> [What to do]:
For this exercise, print all of the entries exactly as given.

> [Provided information]:

********

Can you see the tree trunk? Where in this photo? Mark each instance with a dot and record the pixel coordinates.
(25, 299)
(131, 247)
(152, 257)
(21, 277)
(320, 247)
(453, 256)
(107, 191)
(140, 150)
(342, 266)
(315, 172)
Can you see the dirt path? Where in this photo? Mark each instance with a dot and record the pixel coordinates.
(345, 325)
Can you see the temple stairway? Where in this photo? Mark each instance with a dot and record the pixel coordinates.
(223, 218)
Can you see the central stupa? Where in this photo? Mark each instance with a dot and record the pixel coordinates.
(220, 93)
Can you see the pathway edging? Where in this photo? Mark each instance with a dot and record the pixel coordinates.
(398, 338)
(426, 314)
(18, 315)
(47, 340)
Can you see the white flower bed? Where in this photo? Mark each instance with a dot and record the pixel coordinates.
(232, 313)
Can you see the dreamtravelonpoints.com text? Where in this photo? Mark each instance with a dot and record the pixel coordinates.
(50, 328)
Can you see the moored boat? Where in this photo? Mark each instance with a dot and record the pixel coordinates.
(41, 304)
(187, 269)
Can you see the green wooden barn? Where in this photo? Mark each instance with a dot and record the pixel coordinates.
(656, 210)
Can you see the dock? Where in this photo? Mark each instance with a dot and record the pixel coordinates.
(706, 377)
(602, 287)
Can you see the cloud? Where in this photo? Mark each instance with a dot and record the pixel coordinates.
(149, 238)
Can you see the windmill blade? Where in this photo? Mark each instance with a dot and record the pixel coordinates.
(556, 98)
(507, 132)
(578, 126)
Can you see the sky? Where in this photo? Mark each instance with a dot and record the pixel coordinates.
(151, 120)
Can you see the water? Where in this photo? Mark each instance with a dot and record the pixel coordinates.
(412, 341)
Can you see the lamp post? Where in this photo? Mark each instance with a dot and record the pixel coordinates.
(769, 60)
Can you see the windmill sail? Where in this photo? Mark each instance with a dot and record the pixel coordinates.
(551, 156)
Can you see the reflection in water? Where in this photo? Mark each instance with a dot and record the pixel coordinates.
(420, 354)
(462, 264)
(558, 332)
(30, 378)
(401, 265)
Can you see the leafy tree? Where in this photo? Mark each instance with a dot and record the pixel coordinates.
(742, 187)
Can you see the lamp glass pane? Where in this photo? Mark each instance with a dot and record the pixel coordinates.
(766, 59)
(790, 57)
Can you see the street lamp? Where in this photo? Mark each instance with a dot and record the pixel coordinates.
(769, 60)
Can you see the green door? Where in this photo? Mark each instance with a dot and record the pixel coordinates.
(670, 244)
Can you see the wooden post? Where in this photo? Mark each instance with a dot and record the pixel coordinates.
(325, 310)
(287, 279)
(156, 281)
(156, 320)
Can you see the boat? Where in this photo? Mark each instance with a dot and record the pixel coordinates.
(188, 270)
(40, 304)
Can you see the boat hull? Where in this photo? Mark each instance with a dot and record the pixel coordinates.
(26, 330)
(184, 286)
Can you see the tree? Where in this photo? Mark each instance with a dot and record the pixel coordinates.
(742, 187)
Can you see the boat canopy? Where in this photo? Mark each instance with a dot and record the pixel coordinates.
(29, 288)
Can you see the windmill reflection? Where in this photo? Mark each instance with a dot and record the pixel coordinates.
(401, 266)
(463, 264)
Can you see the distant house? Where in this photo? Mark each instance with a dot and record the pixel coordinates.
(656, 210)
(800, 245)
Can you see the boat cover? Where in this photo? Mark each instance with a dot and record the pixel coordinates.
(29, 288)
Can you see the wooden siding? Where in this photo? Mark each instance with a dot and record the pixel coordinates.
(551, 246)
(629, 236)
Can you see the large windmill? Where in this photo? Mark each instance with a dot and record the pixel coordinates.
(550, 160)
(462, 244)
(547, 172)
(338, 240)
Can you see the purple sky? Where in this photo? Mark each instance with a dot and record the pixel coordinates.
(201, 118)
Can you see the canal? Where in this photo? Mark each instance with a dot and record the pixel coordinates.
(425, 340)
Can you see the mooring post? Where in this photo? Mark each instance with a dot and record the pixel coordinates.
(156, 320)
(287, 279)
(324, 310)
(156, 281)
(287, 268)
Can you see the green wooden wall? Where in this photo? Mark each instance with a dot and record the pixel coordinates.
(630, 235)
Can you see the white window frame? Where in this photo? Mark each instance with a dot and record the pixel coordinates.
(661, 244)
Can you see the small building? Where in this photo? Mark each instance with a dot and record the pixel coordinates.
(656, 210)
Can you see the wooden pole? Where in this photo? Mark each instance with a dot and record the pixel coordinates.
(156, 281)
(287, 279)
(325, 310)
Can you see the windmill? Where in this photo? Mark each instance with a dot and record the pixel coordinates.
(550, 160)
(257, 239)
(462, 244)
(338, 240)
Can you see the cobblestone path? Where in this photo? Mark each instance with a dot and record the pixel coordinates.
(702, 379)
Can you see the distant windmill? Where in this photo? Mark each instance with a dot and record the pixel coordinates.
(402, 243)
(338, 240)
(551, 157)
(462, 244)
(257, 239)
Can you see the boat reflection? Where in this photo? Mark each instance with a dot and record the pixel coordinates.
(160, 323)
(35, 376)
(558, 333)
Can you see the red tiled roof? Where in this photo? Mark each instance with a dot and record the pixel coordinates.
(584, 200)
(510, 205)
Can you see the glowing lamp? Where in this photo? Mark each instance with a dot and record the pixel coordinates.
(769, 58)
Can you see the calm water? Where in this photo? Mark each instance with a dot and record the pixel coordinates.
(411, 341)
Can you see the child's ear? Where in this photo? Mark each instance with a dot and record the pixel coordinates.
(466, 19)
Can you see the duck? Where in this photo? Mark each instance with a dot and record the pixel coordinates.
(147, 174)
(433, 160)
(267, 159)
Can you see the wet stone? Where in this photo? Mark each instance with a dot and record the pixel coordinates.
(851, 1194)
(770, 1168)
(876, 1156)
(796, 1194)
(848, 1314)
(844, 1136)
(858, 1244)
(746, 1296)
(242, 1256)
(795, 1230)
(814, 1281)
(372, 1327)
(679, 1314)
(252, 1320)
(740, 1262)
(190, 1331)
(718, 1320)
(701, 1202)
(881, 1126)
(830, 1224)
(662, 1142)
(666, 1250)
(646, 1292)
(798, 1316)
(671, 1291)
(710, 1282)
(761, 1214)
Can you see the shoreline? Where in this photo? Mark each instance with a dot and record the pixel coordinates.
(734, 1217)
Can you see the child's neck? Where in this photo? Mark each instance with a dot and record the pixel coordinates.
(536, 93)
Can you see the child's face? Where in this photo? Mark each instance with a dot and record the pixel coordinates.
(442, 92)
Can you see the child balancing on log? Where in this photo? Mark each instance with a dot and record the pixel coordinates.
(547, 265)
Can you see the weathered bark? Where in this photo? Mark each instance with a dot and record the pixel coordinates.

********

> [Task solution]:
Can you see the tree trunk? Where in this photo? Mark each instance with a dot and record the pixel coordinates.
(25, 299)
(131, 247)
(152, 257)
(21, 277)
(320, 247)
(453, 256)
(107, 191)
(140, 150)
(342, 266)
(315, 172)
Can you see the dirt path? Where in this photo? Mark each instance with a dot and record the pixel coordinates.
(345, 325)
Can you see the temple stairway? Where in this photo? Mark each instance with a dot and record the pixel coordinates.
(223, 218)
Can you see the central stupa? Where in this photo? Mark each instance with a dot and record the pixel coordinates.
(220, 93)
Can you see the pathway edging? Where in this photo? Mark each instance with a dot and record the pixel coordinates.
(398, 338)
(426, 314)
(18, 315)
(47, 340)
Can you see the white flower bed? Where in this photo? Mark each instance with a dot and record the pixel coordinates.
(232, 313)
Can you see the dreamtravelonpoints.com text? Where in this photo? Mark each instance with a dot and record the pixel coordinates.
(50, 328)
Can you see the moored boat? Where in this photo? Mark each instance with a dot and record the pixel coordinates.
(41, 304)
(187, 269)
Can you see the green wooden barn? Where in this photo? Mark each instance with a dot and record the pixel coordinates.
(656, 210)
Can you see the dock? Where in this photo? Mark each instance with a dot and record the pixel coordinates.
(706, 377)
(602, 287)
Can you see the cloud? Where in this photo? Mark each instance with a dot and record the pixel coordinates.
(149, 238)
Can you see the windmill blade? Where in this photo? Mark each instance with a dot and record the pixel coordinates.
(556, 98)
(507, 132)
(578, 126)
Can you see the sky? Where in this photo? Mark each instance with a dot and record the pixel coordinates.
(151, 120)
Can you see the water? Where in this photo? Mark each instance with a dot and record the pixel coordinates.
(412, 341)
Can you see the lamp post? Where in this photo? Mark each instance with a dot and record the pixel coordinates.
(769, 60)
Can you see the windmill sail? Where in this photo? Mark each instance with a dot and record the pixel coordinates.
(551, 156)
Can you see the reflection in water? Where in this photo? Mark each instance with a dot and record the pixel coordinates.
(420, 354)
(462, 264)
(558, 332)
(30, 378)
(401, 265)
Can you see the leafy tree? Where in this photo? Mark each instance with a dot and record the pixel coordinates.
(742, 187)
Can you see the lamp glass pane? Where in this photo? Mark each instance with a dot and record the pixel coordinates.
(766, 59)
(790, 57)
Can you see the street lamp? Where in this photo? Mark each instance with a dot and record the pixel coordinates.
(769, 60)
Can you see the green door? Where in this photo? Mark each instance with a dot and record the pixel coordinates.
(670, 244)
Can you see the wooden post? Where in this photo? Mark each instance with a dot and record the pixel coordinates.
(325, 310)
(287, 279)
(156, 281)
(156, 320)
Can you see the boat? Where in this photo? Mark each instance with a dot and record the pixel coordinates.
(188, 270)
(40, 304)
Can you see the boat hull? Where in this photo? Mark each instance with a dot and record the pixel coordinates.
(26, 330)
(184, 286)
Can you see the tree? Where in this photo? Mark each instance with a dot and record the pixel coordinates.
(742, 187)
Can you see the boat canopy? Where in this photo? Mark each instance with a dot and record the pixel coordinates.
(29, 288)
Can you see the windmill reflection? Where in this photo? Mark each instance with a dot and record the pixel coordinates.
(401, 266)
(463, 264)
Can you see the distant house? Where in this photo? Mark each instance with a dot and record the pixel coordinates.
(656, 210)
(800, 245)
Can you see the boat cover? Where in this photo? Mark each instance with a dot and record the pixel coordinates.
(29, 288)
Can you see the wooden siding? Where in this photo? Mark each instance with a dot and record the pixel coordinates.
(551, 246)
(629, 236)
Can you see the large windmill? Where in this photo? Mark each instance with a dot and record the pixel coordinates.
(550, 160)
(462, 244)
(547, 172)
(338, 240)
Can you see the purple sky? Where in this photo? Mark each instance with a dot and record the pixel coordinates.
(201, 118)
Can you see the canal? Where in this photo? Mark each instance with a dot and record the pixel coordinates.
(425, 340)
Can you see the mooring post? Where in this photo? Mark each instance with a dot and record the pixel coordinates.
(156, 320)
(287, 279)
(324, 310)
(156, 281)
(287, 268)
Can you see the green wooden wall? Where in this photo? Mark each instance with a dot and record the pixel coordinates.
(630, 235)
Can you see the white window frame? Where in this photo? Mark each instance with a dot and record the pixel coordinates.
(661, 244)
Can you see the small building? Where in this photo? Mark each instance with a dot and record the pixel coordinates.
(656, 210)
Can you see the wooden pole? Where in this photo? Mark each instance with a dot and record the pixel coordinates.
(156, 281)
(287, 279)
(325, 310)
Can you see the windmill? Where in this photo? Mark each instance with a dot and record the pixel coordinates.
(550, 160)
(257, 239)
(462, 244)
(338, 240)
Can you see the cobblestone path? Where in this photo? Mark each instance with a dot and record the pixel coordinates.
(702, 379)
Can you see the distant windmill? Where in this photo? Mark each instance with a dot and record the pixel coordinates.
(402, 243)
(338, 240)
(551, 157)
(462, 244)
(257, 239)
Can you see the boat reflection? Where in this photo? Mark each instance with a dot and record the pixel coordinates.
(160, 323)
(35, 376)
(558, 333)
Can you see the red tiled roof? Where in this photo? Mark each instance with a dot and record the pixel coordinates.
(584, 200)
(510, 205)
Can you see the glowing lamp? Where in this photo? Mark each instance with a dot and record the pixel coordinates.
(769, 58)
Can you see the calm water? Where in this photo? Mark each instance with a dot and record the pixel coordinates.
(411, 341)
Can you see the child's ear? Where in this photo? Mark each instance with a dot and record the pixel coordinates.
(466, 19)
Can you see the duck? Where in this photo? Mark each instance with a dot and record the pixel coordinates.
(147, 174)
(433, 160)
(267, 159)
Can you see the wet stone? Where in this photo? Mark each instance with a dot and record the pixel coordinates.
(851, 1194)
(770, 1168)
(876, 1156)
(796, 1194)
(848, 1314)
(844, 1136)
(858, 1244)
(746, 1296)
(242, 1256)
(795, 1230)
(814, 1281)
(372, 1327)
(679, 1314)
(252, 1320)
(740, 1262)
(190, 1331)
(718, 1320)
(701, 1202)
(881, 1126)
(830, 1224)
(662, 1142)
(666, 1250)
(646, 1292)
(798, 1316)
(671, 1291)
(710, 1282)
(761, 1214)
Can you see the shoreline? Where in this photo? Mark each instance with a dot and record the pixel coordinates.
(734, 1217)
Can you see the child's neck? Where in this photo? Mark each instance with a dot and record the pixel coordinates.
(536, 93)
Can you see the child's face? Where in this photo? Mark each instance with a dot and record the pixel coordinates.
(442, 92)
Can you see the child balancing on log? Where in this photo? Mark each instance with a dot and record the pixel coordinates.
(547, 265)
Can you see the weathered bark? Where in this photo? Mark each instance with a dot and record the pixel coordinates.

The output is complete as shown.